> [Dataset entries]

====

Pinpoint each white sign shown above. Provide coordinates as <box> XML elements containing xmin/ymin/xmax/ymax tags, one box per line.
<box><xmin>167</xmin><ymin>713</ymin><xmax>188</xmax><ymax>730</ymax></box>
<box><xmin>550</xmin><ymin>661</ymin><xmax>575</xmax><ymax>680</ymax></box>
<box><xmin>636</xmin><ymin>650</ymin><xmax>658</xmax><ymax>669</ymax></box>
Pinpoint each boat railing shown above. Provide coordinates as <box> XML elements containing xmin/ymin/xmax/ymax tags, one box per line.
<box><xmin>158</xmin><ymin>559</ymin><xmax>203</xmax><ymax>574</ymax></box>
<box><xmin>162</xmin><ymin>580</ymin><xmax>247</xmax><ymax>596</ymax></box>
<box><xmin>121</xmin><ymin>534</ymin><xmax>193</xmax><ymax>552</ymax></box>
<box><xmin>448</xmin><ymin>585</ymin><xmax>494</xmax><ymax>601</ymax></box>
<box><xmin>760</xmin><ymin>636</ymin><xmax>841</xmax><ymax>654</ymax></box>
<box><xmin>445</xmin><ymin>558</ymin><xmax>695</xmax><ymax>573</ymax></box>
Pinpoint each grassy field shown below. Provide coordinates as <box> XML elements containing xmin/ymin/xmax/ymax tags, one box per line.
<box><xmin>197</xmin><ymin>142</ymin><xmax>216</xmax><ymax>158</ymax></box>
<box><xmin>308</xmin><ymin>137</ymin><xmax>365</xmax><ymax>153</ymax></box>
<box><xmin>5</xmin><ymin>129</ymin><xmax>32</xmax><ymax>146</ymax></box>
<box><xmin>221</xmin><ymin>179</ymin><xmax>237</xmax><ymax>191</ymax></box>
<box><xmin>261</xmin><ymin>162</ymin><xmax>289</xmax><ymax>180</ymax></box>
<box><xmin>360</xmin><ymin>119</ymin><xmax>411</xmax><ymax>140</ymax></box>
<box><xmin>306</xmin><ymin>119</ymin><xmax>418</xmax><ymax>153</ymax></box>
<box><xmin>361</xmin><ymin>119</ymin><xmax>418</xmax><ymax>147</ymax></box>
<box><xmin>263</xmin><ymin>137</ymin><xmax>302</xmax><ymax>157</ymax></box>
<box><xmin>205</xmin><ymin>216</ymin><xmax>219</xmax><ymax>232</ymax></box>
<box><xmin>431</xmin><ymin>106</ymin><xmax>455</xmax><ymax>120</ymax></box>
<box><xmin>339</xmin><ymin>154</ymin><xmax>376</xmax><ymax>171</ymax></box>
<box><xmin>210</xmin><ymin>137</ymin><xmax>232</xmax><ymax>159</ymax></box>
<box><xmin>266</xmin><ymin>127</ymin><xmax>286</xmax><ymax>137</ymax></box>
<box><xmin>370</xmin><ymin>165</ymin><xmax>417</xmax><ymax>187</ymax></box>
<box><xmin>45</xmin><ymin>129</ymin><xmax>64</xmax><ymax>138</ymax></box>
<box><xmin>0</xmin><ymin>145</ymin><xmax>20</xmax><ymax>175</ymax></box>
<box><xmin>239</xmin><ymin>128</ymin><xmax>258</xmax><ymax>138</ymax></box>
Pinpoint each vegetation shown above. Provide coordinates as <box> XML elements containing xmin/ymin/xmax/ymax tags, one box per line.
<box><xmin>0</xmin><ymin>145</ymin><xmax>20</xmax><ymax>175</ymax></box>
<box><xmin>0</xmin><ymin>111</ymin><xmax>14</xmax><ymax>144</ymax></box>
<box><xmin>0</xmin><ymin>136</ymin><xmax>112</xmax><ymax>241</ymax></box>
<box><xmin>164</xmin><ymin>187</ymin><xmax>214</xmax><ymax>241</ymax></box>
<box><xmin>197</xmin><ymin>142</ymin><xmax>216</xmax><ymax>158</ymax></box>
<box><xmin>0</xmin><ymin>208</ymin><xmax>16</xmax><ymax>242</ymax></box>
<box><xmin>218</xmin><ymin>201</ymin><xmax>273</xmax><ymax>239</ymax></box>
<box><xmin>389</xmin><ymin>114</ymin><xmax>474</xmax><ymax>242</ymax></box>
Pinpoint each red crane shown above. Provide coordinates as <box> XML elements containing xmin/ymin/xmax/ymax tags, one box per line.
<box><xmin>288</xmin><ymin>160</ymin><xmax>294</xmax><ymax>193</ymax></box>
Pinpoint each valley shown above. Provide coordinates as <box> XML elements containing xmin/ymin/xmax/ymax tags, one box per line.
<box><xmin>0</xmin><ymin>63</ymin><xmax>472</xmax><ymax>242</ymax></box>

====

The lines from the one holding "Pinpoint each valley" to the end of the entries are to be repeated exactly, with both ends included and nothing else.

Pinpoint each valley shown above. Provide coordinates as <box> XML elements containing xmin/ymin/xmax/ymax tags, one box per line.
<box><xmin>0</xmin><ymin>63</ymin><xmax>472</xmax><ymax>242</ymax></box>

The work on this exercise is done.